» **WORK ORDER**
Reproduce each entry below exactly as it appears.

[Extracted data entries]
=== Begin Enclosure ===

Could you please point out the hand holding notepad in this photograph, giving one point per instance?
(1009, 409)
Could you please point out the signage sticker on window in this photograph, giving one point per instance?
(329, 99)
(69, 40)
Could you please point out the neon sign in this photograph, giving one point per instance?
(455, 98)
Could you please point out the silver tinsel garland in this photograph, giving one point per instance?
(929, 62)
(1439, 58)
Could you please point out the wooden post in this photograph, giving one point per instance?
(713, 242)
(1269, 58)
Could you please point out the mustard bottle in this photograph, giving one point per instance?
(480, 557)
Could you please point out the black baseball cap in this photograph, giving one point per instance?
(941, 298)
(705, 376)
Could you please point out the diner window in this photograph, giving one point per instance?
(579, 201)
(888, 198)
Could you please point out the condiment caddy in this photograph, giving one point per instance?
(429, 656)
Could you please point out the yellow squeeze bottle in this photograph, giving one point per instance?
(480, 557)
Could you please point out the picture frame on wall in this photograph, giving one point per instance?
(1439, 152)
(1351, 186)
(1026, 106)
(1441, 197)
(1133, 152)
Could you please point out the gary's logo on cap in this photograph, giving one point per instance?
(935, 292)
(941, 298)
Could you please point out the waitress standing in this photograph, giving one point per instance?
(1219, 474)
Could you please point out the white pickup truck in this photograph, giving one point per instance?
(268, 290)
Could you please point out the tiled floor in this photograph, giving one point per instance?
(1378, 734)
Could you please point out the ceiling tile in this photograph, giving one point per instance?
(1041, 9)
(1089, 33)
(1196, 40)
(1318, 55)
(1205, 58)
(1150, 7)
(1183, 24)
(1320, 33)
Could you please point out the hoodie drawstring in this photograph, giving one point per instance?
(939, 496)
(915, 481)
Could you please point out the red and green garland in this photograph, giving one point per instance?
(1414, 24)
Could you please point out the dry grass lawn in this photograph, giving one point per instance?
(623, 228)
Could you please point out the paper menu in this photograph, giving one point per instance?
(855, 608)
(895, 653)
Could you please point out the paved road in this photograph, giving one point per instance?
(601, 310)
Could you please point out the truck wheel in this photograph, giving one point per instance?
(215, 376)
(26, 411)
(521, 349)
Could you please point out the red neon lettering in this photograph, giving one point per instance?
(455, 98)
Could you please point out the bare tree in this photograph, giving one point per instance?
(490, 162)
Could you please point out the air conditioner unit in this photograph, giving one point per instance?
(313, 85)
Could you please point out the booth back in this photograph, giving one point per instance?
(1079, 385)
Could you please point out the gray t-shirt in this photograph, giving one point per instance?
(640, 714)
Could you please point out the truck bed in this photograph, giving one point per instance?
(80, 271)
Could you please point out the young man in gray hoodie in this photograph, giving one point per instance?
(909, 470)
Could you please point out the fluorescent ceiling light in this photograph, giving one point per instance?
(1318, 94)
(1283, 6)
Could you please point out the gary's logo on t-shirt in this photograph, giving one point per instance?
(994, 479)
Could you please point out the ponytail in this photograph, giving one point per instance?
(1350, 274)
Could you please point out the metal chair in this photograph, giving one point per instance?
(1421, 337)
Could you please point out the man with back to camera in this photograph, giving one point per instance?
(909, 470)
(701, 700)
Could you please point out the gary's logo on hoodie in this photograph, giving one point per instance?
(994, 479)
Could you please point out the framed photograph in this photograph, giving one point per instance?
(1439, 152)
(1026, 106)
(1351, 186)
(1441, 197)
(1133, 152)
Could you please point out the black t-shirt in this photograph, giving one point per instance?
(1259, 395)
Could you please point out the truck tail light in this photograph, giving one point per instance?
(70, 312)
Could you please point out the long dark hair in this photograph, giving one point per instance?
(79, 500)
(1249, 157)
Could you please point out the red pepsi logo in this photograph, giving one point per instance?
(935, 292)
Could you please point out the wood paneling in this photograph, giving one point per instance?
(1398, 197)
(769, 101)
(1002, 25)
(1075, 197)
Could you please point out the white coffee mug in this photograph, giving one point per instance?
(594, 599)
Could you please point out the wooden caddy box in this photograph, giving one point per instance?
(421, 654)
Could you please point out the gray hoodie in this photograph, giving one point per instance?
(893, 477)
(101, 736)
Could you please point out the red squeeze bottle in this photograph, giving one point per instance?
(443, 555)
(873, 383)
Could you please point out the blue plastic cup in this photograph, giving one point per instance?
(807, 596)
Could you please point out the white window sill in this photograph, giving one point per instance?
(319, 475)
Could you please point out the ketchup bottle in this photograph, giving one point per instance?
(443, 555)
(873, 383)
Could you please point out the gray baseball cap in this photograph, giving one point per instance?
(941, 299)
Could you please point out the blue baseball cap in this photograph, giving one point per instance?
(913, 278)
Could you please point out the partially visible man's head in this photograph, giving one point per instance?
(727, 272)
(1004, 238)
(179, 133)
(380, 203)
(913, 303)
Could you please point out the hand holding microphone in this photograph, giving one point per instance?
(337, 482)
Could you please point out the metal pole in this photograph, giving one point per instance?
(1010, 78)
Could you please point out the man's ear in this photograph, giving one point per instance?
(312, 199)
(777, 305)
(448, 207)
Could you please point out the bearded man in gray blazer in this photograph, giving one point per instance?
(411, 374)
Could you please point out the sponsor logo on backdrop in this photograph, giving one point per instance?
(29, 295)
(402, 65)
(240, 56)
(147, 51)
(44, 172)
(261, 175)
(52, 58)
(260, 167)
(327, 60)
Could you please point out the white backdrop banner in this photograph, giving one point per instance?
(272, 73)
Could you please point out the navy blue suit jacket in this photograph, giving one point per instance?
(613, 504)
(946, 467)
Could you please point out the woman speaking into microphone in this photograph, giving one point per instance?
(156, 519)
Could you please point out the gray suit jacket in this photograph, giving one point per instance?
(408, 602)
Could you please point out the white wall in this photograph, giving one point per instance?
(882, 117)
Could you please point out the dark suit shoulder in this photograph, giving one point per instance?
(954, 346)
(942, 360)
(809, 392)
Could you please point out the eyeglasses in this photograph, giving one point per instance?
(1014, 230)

=== End Enclosure ===

» **WRITTEN REPLY**
Could you please point out the hand holding notepad in this photograph, giving one point per instance?
(1009, 409)
Could you please point out the signage sticker on window in this photograph, giving one point per instance?
(329, 99)
(69, 40)
Could you please point out the neon sign in this photograph, giving one point per instance?
(455, 98)
Could you please point out the silver tinsel garland in this photograph, giving one point per instance?
(929, 62)
(1439, 58)
Could you please point out the wooden post in this photograph, giving one point per instance?
(713, 242)
(1269, 58)
Could you please point out the mustard bottle in this photograph, giving one point per instance?
(480, 557)
Could you please point out the black baseball cap in this photograph, giving one point per instance?
(941, 298)
(705, 376)
Could you please point out the diner window in this photograph, giving one point per instance?
(579, 201)
(888, 198)
Could you please point out the condiment caddy in this photograph, giving one point per instance?
(429, 656)
Could you please point out the yellow squeeze bottle in this photograph, giving one point per instance?
(480, 557)
Could you please point out the picture frame on wall in this photograph, giving one point per instance?
(1439, 152)
(1351, 186)
(1026, 106)
(1441, 197)
(1133, 152)
Could you please point out the gary's logo on cap in this photograph, giving one point per instance?
(935, 292)
(941, 298)
Could you please point out the waitress standing in this photograph, giving one point per instance?
(1219, 474)
Could you please point out the white pickup truck in this photograph, giving one point per instance?
(268, 290)
Could you please point out the tiled floor in this photograph, giving one point per instance?
(1378, 734)
Could you please point out the ceiling tile in this photograph, giving one point per instance?
(1041, 9)
(1089, 33)
(1196, 40)
(1318, 55)
(1205, 58)
(1150, 7)
(1183, 24)
(1320, 33)
Could you please point out the hoodie drawstring in this photograph, giving one point per instance?
(939, 496)
(915, 481)
Could you please point out the red and green garland in this photograph, giving one point per instance?
(1414, 24)
Could you please point out the dry grass lawn in this photograph, giving one point per instance?
(623, 228)
Could you please point out the paper menu in this photograph, giving one point per instance?
(855, 608)
(895, 653)
Could you please point out the paved road in this photograph, giving one point per instance?
(601, 310)
Could you please point out the truck wheel in this photograph, giving one point per instance?
(215, 376)
(26, 411)
(521, 349)
Could you please point out the red neon lettering in this photograph, giving one point per instance?
(455, 98)
Could you please point out the bare tree in this photograph, giving one point per instance?
(490, 162)
Could you please point out the air conditioner unit in this photograph, giving one point per instance?
(313, 85)
Could you please point out the booth back in this photograph, giving one point per instance?
(1079, 385)
Could you please point out the gray t-shirt in this photograph, giving one point per instance?
(640, 714)
Could you please point out the truck bed in this photograph, giving one point per instance?
(80, 271)
Could you please point out the young man in gray hoodie in this photograph, giving one point per instance?
(909, 470)
Could you please point out the fluorescent ceiling light in this photograph, giving one point per instance?
(1318, 94)
(1283, 6)
Could you please point out the gary's logo on t-shirt in this photograph, giving one point per instance?
(994, 479)
Could you please point out the ponytail in this photograph, giving one point per instance?
(1350, 274)
Could you please point out the metal chair in this photograph, giving one point per instance?
(1421, 337)
Could you please point out the man with back to camera in this photograph, giving one point per instance?
(909, 470)
(701, 700)
Could you please point out the gary's logo on hoodie in this photograph, giving one point per instance?
(994, 479)
Could you please point out the framed photograph in this photograph, giving one point per instance?
(1439, 152)
(1026, 106)
(1351, 186)
(1441, 197)
(1133, 152)
Could you please point out the black t-shirt in this photograph, giving one point per instance?
(1259, 395)
Could you please point out the truck tail light in this photograph, giving one point per instance?
(70, 312)
Could you please point out the long dark hair in this photograph, giving one point per instance?
(79, 500)
(1249, 157)
Could you please point out the red pepsi logo in this photograph, giving one point per instance?
(935, 292)
Could you please point out the wood paneling in this photograph, giving one point per instance?
(1398, 197)
(769, 101)
(1002, 25)
(1075, 197)
Could you please point out the white coffee mug in this photograph, giving one point per instance?
(594, 599)
Could you please point out the wooden caddy box in this photograph, giving one point per instance?
(421, 654)
Could you please point out the gray hoodie in this photograph, giving one point per instance?
(893, 477)
(101, 736)
Could you please point out the red squeeze bottle in this photograph, giving one point per instance?
(443, 555)
(873, 383)
Could you please point out the blue plastic cup in this photograph, giving one point per instance?
(807, 596)
Could you please point out the white window sill in this photograph, giving one point per instance?
(319, 475)
Could you please point out the ketchup bottle in this photograph, giving one point per instance?
(443, 555)
(873, 383)
Could you please point out the gray baseball cap in this photograph, giving one point per instance?
(941, 299)
Could you please point out the blue baseball cap in this photograph, giving one point per instance?
(913, 278)
Could you please point out the partially visible man's head in this photograph, giving one point per instance?
(727, 272)
(1004, 238)
(179, 133)
(380, 203)
(913, 303)
Could you please point out the hand holding microphone in this photograph, giving one point per instance?
(337, 482)
Could you please point out the metal pole in this photograph, giving one point per instance?
(1010, 78)
Could you please point out the man's ear in this photograph, giving one point per instance?
(312, 199)
(777, 305)
(448, 207)
Could you please point out the bearded man in gray blazer in this photograph, giving one point per instance?
(411, 374)
Could you please point out the sponsor logo on backdrop in this photograph, giving one point per instance?
(29, 295)
(402, 65)
(240, 56)
(147, 51)
(44, 172)
(261, 175)
(52, 58)
(260, 167)
(327, 60)
Could you please point out the white backdrop banner in this photograph, giving one point per instance?
(272, 73)
Could you please point out the navy blue suit jacket in this photograph, giving one point per instance?
(613, 504)
(946, 467)
Could you please point out the woman speaking into microphone in this photograph, giving one point per instance?
(156, 519)
Could you please point out the gray suit jacket in this photograph, giving one point per instance?
(408, 602)
Could you please point out the white wall in this photograph, giving one point per instance?
(882, 117)
Could you please point out the dark suit shoulder in this photograph, giving one point per instance?
(954, 346)
(942, 360)
(809, 392)
Could you please point out the eyeglasses in this photograph, giving one point per instance?
(1014, 230)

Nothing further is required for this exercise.